## Problem
Give the material once more, word for word, without any images.

## Supplied material

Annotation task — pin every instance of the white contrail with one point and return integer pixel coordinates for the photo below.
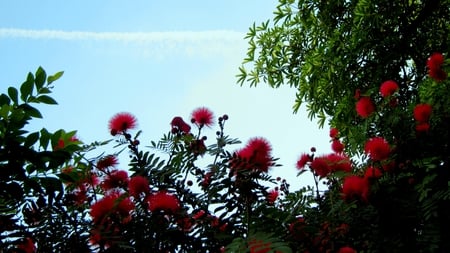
(140, 37)
(159, 44)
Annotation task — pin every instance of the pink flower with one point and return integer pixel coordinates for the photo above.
(107, 162)
(377, 148)
(122, 122)
(111, 205)
(138, 185)
(302, 161)
(320, 166)
(272, 196)
(346, 249)
(422, 112)
(116, 179)
(355, 187)
(334, 132)
(388, 88)
(178, 124)
(202, 117)
(163, 201)
(337, 146)
(365, 107)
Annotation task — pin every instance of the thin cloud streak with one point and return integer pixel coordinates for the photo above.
(139, 37)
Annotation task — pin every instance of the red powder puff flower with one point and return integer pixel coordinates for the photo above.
(337, 146)
(112, 205)
(116, 179)
(377, 148)
(302, 161)
(178, 124)
(388, 88)
(122, 122)
(372, 172)
(27, 246)
(334, 132)
(272, 196)
(198, 215)
(202, 117)
(365, 107)
(138, 185)
(422, 112)
(107, 162)
(423, 127)
(355, 187)
(163, 201)
(346, 249)
(320, 166)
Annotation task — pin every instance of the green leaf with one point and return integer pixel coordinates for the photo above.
(31, 139)
(46, 100)
(26, 89)
(13, 94)
(40, 77)
(54, 77)
(31, 111)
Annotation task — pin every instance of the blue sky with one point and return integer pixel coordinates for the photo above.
(156, 60)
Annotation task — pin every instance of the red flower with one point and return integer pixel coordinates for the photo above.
(302, 161)
(202, 117)
(138, 185)
(27, 246)
(111, 205)
(122, 122)
(372, 172)
(107, 162)
(388, 88)
(272, 196)
(116, 179)
(422, 112)
(334, 132)
(256, 155)
(423, 127)
(355, 187)
(337, 146)
(365, 107)
(377, 148)
(346, 249)
(163, 201)
(178, 124)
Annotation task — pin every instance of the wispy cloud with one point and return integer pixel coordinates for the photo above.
(203, 43)
(140, 37)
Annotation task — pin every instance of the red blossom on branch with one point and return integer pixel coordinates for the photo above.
(122, 122)
(202, 117)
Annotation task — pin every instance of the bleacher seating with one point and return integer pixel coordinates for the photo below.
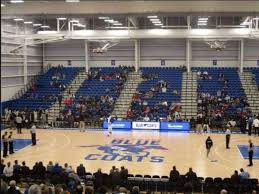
(95, 88)
(35, 99)
(173, 77)
(233, 87)
(255, 71)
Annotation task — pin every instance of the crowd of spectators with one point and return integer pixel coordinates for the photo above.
(54, 178)
(93, 108)
(24, 118)
(220, 109)
(141, 109)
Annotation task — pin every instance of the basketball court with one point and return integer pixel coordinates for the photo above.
(142, 152)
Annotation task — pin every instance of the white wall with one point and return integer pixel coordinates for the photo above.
(173, 51)
(12, 66)
(251, 53)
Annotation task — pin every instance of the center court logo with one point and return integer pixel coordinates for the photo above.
(127, 150)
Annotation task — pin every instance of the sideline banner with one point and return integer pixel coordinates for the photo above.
(145, 125)
(175, 126)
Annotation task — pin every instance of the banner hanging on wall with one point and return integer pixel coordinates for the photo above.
(112, 62)
(162, 62)
(215, 62)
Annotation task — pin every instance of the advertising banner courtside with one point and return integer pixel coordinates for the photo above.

## Completed task
Annotation task — pin every instance of the white contrail with one point and return integer pixel coordinates for the photo below.
(140, 37)
(159, 44)
Annotation task — pin every instance of the pink flower with one point and return integer pixel coordinates for the photo above.
(107, 162)
(377, 148)
(122, 122)
(111, 205)
(138, 185)
(302, 161)
(320, 166)
(272, 196)
(346, 249)
(422, 112)
(116, 179)
(355, 187)
(334, 132)
(388, 88)
(178, 124)
(202, 117)
(163, 201)
(337, 146)
(365, 107)
Annotation task — pin every instance of the thin cloud streak with one point and return integer pixel coordinates for the photo above.
(139, 37)
Annotation task — pin every instance of the red powder puff flower with one point and return integer pixel coordinates for the photo above.
(337, 146)
(112, 205)
(116, 179)
(377, 148)
(302, 161)
(178, 124)
(388, 88)
(122, 122)
(372, 172)
(27, 246)
(334, 132)
(272, 196)
(198, 215)
(202, 117)
(365, 107)
(138, 185)
(422, 112)
(107, 162)
(423, 127)
(355, 187)
(163, 201)
(346, 249)
(320, 166)
Annotation task — pin every instance of the green leaf with one point and return integer pixel coordinates for the photo above.
(31, 139)
(46, 100)
(26, 89)
(13, 94)
(40, 77)
(54, 77)
(31, 111)
Annotation task — pin every instance of the blue sky with one point and return integer pixel coordinates for the photo above.
(156, 60)
Annotation task — pin every instance of the red flower with one point and return integer pixel coordinates for the photo above.
(302, 161)
(202, 117)
(138, 185)
(27, 246)
(111, 205)
(122, 122)
(372, 172)
(107, 162)
(388, 88)
(272, 196)
(116, 179)
(422, 112)
(334, 132)
(256, 155)
(423, 127)
(355, 187)
(337, 146)
(365, 107)
(377, 148)
(346, 249)
(163, 201)
(178, 124)
Annotation task — pin every instance of the wispy cloud with one point and return integer pixel coordinates for the photo above.
(203, 43)
(140, 37)
Annotation task — pin every instance of the red blossom on branch with one point and return integer pixel coordinates for the photo above.
(122, 122)
(202, 117)
Annotation task — pin every instance of the bleacher seating with one point and return integer pixel coordinates for the photo below.
(95, 88)
(35, 99)
(173, 77)
(233, 87)
(255, 71)
Annotation task — pin every instance of the crowd of spectators with one point and return integer pixel coordinates for the photo above.
(54, 178)
(93, 108)
(24, 118)
(220, 109)
(141, 109)
Annotation task — pin every instance of the basketball court with one point and return integer pixel coordinates for the photo above.
(142, 152)
Annotation task — pin every instance of the white wall with one point and return integer pixel coordinates for the photo above.
(173, 51)
(12, 66)
(251, 53)
Annotation task — pin every instance of the center court logo with one point and return integer pixel coordinates for the photo above.
(127, 150)
Annotation task — pin every instance of the sideline banner with one point and return integer pixel coordinates for the photo above.
(145, 125)
(175, 126)
Annotation task — pin every instance of the banner hanging on wall with one point and return integer pixel coordinates for the photo above.
(112, 62)
(162, 62)
(215, 62)
Annotation task — pin every instance of the advertising banner courtside with one point and return integer pixel coordinates for the photo above.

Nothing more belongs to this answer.